Given instruction> Reproduce word for word the stretch from the first of the lines below through the line that contains "x=859, y=786", omitting the pictures.

Input material>
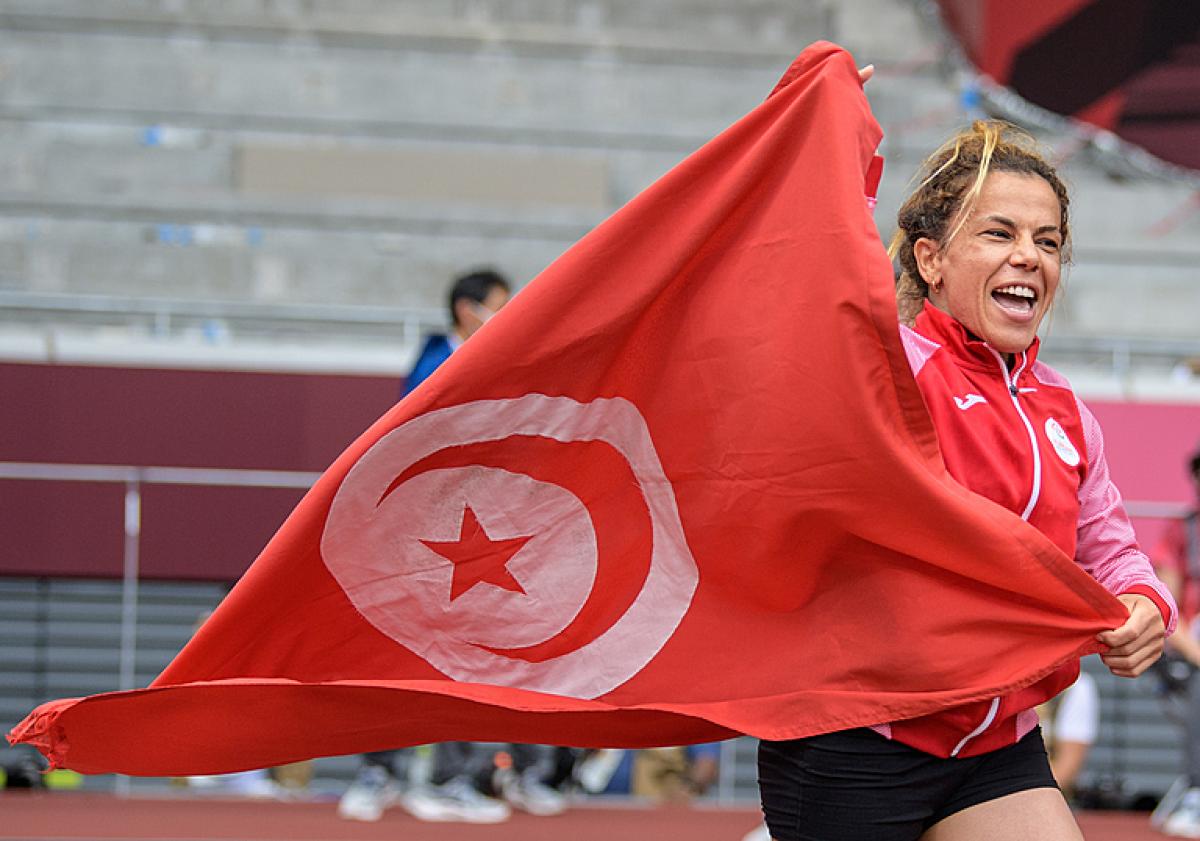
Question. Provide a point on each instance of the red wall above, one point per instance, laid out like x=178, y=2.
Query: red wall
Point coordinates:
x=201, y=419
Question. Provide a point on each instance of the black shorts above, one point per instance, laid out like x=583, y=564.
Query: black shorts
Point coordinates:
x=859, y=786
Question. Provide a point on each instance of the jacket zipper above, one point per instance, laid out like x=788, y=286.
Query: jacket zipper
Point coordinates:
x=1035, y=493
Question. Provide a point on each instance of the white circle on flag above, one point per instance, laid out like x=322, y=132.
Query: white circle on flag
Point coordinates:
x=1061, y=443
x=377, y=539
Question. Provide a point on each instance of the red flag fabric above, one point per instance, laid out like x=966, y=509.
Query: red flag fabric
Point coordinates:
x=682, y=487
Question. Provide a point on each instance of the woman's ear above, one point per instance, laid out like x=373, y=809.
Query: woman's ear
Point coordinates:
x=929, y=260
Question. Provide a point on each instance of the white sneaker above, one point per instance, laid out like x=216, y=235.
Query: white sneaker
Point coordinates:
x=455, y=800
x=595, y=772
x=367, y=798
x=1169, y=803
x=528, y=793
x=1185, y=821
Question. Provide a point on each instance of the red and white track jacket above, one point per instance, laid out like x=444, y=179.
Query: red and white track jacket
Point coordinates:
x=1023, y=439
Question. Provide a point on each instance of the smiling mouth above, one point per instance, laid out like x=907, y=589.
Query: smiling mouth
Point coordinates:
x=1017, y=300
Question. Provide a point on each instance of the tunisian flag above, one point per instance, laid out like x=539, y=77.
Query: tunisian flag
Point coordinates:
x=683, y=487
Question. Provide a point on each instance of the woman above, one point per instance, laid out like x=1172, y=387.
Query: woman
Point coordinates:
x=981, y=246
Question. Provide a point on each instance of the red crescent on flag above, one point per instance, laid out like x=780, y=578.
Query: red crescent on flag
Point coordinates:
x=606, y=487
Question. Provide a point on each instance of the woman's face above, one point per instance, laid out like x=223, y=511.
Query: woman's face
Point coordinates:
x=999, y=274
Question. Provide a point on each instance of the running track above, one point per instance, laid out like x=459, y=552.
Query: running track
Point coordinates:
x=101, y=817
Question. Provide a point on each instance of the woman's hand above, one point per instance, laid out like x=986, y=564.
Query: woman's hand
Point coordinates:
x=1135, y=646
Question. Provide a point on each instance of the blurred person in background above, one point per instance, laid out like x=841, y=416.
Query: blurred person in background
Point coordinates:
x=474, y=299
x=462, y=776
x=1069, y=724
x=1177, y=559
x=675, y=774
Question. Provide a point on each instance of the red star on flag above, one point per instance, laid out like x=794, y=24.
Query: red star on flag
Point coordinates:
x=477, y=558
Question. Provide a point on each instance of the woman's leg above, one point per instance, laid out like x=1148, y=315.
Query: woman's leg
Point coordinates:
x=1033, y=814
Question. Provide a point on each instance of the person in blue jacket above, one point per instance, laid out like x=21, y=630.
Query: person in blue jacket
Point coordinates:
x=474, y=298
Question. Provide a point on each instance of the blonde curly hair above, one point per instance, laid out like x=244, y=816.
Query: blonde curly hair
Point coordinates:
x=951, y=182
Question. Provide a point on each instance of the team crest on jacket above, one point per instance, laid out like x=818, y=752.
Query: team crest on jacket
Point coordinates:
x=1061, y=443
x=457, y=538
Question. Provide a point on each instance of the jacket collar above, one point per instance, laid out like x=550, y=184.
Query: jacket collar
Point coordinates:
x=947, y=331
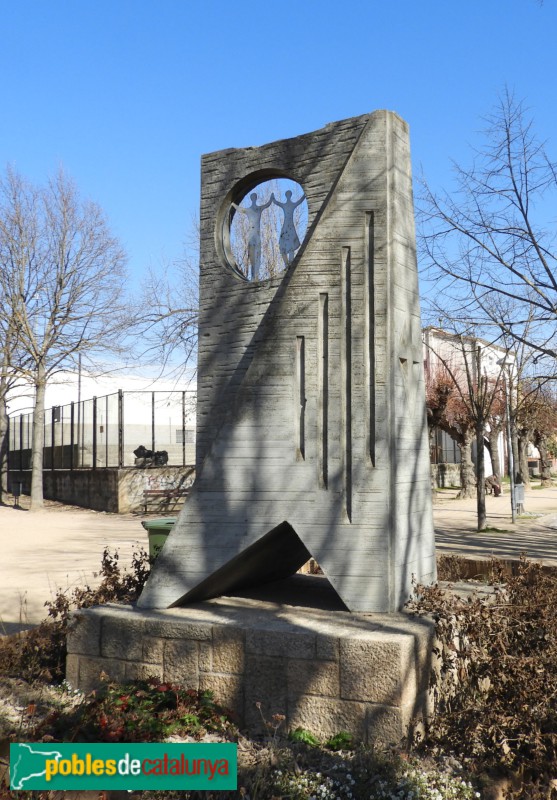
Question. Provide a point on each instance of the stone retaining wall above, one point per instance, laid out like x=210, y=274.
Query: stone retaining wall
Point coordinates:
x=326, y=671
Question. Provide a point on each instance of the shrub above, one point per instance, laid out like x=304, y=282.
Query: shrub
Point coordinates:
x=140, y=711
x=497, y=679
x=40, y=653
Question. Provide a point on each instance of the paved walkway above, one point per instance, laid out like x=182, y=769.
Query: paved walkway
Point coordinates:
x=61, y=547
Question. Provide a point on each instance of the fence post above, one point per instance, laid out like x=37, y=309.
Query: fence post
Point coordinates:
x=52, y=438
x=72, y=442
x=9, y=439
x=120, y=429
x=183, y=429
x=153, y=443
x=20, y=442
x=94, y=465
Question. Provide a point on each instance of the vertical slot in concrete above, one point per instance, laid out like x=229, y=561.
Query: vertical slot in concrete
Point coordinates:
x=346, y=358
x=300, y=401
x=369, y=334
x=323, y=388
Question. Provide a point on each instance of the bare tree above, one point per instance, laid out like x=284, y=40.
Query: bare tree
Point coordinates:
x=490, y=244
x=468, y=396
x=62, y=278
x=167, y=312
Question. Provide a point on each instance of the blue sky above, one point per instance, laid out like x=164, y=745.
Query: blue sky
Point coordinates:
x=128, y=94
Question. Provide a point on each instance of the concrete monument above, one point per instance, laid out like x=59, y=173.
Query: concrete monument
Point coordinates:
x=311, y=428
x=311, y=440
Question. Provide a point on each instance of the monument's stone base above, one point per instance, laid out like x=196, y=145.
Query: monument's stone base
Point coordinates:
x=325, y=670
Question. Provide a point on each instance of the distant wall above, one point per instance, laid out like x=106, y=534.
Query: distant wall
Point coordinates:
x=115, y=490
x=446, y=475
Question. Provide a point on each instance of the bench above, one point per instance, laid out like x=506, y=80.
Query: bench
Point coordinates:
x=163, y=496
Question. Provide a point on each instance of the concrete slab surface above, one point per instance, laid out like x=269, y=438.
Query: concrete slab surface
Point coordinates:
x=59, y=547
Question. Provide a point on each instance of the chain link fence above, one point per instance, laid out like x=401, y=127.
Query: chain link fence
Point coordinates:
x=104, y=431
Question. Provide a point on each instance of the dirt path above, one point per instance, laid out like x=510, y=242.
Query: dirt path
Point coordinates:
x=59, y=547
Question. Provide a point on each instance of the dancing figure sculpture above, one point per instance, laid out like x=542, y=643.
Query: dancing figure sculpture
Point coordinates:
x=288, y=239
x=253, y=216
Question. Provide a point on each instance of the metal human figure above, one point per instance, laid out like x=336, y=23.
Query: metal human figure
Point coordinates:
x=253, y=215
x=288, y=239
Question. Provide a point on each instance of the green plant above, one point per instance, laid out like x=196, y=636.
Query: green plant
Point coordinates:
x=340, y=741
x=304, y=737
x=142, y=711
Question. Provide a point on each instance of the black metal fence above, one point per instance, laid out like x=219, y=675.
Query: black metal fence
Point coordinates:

Finished exercise>
Question. Provide a point on each instance of the red wall above, one point per instance, laid out like x=178, y=2.
Query: red wall
Point coordinates:
x=201, y=419
Question. Provide a point on each instance of the black shorts above, one point per instance, laid out like x=583, y=564.
Query: black shorts
Point coordinates:
x=859, y=786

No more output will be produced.